>>>

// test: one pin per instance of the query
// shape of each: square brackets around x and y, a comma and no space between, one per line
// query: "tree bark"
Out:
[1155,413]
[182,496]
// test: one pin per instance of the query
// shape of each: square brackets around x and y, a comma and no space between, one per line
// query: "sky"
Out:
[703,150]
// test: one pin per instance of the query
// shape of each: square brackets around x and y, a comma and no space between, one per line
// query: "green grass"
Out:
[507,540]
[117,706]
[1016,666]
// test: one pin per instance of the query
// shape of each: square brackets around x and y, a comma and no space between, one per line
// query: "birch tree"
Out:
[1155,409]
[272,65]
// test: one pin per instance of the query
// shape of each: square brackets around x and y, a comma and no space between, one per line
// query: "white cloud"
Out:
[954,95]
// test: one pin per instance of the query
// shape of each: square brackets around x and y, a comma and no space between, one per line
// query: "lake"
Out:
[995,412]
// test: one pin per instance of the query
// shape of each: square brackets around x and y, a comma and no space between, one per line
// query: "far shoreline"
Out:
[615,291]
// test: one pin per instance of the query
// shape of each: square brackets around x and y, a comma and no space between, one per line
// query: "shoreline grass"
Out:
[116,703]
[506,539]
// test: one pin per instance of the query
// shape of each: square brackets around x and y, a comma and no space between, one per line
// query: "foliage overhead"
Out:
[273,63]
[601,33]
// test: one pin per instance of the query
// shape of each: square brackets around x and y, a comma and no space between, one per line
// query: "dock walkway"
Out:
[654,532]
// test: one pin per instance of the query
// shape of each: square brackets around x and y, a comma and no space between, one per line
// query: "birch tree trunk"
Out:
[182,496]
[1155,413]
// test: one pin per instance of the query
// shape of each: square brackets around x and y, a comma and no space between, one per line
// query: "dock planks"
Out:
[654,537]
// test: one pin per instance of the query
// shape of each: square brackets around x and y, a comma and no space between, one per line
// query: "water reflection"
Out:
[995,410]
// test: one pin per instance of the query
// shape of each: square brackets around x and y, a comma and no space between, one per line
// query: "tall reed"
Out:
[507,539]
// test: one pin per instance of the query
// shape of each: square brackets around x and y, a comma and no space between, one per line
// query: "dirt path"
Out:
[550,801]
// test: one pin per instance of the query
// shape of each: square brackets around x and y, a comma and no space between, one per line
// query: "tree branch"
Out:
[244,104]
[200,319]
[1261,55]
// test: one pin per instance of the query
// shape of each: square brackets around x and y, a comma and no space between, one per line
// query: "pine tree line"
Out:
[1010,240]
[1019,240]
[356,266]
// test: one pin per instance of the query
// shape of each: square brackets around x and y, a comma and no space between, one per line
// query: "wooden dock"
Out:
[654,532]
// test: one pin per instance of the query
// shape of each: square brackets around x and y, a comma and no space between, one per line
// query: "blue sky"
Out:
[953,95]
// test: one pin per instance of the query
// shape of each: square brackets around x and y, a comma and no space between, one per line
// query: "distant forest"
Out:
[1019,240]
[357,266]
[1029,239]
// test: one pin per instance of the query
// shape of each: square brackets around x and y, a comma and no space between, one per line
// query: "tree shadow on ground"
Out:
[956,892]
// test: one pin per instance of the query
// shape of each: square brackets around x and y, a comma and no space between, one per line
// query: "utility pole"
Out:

<<<

- [Problem description]
Your reply must repeat the records above exactly and in full.

- [Output for this exercise]
// test: one pin per instance of the query
// shape of each: square brackets around x and y, a comma and no space between, one per line
// query: "tree bark"
Out:
[1155,413]
[182,496]
// test: one pin per instance of the query
// shape of each: square brackets around x and y, a comma and no space between, one per line
// query: "sky"
Out:
[703,150]
// test: one pin per instance of the query
// shape of each: square brackets around x and y, a comma and no space between, one per line
// query: "green grass"
Out:
[507,540]
[117,706]
[1016,666]
// test: one pin per instance of the query
// shape of each: square brackets around x and y, a comma and no space between, one per line
// query: "birch tree"
Out:
[1155,409]
[272,65]
// test: one pin per instance of the query
// shape of each: square brackets around x and y, a comma and no space between, one per line
// query: "white cloud"
Out:
[954,95]
// test: one pin per instance of the query
// shape of each: square brackets around x and y, a comma and no space between, one per line
// query: "lake"
Out:
[995,412]
// test: one pin per instance of the query
// shape of each: square brackets around x and y, a comma and no space between, one per line
// query: "far shoreline"
Out:
[615,291]
// test: one pin per instance of the query
// shape of each: square brackets around x and y, a comma and no space between, one per line
// query: "shoreline grass"
Out:
[116,703]
[506,539]
// test: one pin per instance of the query
// shape of each: square brackets around x and y, a comma and no space between, one per line
// query: "foliage overhead"
Out:
[273,63]
[601,33]
// test: one pin per instance of the query
// shape of each: square brackets around x and y, a comma and no space between, one per line
// query: "dock walkway"
Out:
[654,532]
// test: one pin per instance of the query
// shape of each: square brackets around x and y, a comma and no space between, one per line
// query: "birch tree trunk"
Out:
[182,496]
[1155,413]
// test: one pin per instance of the query
// shape of each: square brackets around x and y, a comma and no space between, one per line
// query: "dock planks"
Out:
[654,537]
// test: one pin per instance of the query
// shape of each: square brackets around x and y, a comma and no space between, one per line
// query: "water reflection"
Out:
[995,410]
// test: one pin per instance of the query
// shape of each: square brackets around x and y, a comma and no space between, one per line
// query: "tall reed"
Out:
[507,539]
// test: one pin per instance of the query
// shape of each: square brackets around x and y, a comma and no space between, one per line
// query: "dirt path"
Out:
[550,801]
// test: one pin per instance of the query
// shape of each: square brackets around x and y, a comma and no space between, one per line
// query: "tree branch"
Out:
[244,104]
[200,319]
[1261,55]
// test: one pin per instance of the query
// shape of each: square brackets around x and y, a comma and no space between, one per line
// query: "pine tree line"
Out:
[1010,240]
[1019,240]
[356,266]
// test: one pin per instance of the query
// shape of each: square brackets around x and y, a comma and no space between, one per line
// query: "wooden dock"
Out:
[654,532]
// test: one pin per instance of the query
// shape of each: square brackets around x and y, a comma and no space between, one per line
// query: "blue sky"
Out:
[953,95]
// test: one pin per instance of the query
// shape of each: square brackets around x and y, a comma and no space between, one per line
// query: "distant forest"
Out:
[1019,240]
[357,266]
[1029,239]
// test: one pin per instance of the query
// shape of each: square brackets around x and y, a comma and no space between, one per line
// query: "tree shadow on ground"
Out:
[956,892]
// test: one pin per instance of the query
// shape of each: square brackets around x and y, a comma and no space between, one per line
// query: "utility pole"
Out:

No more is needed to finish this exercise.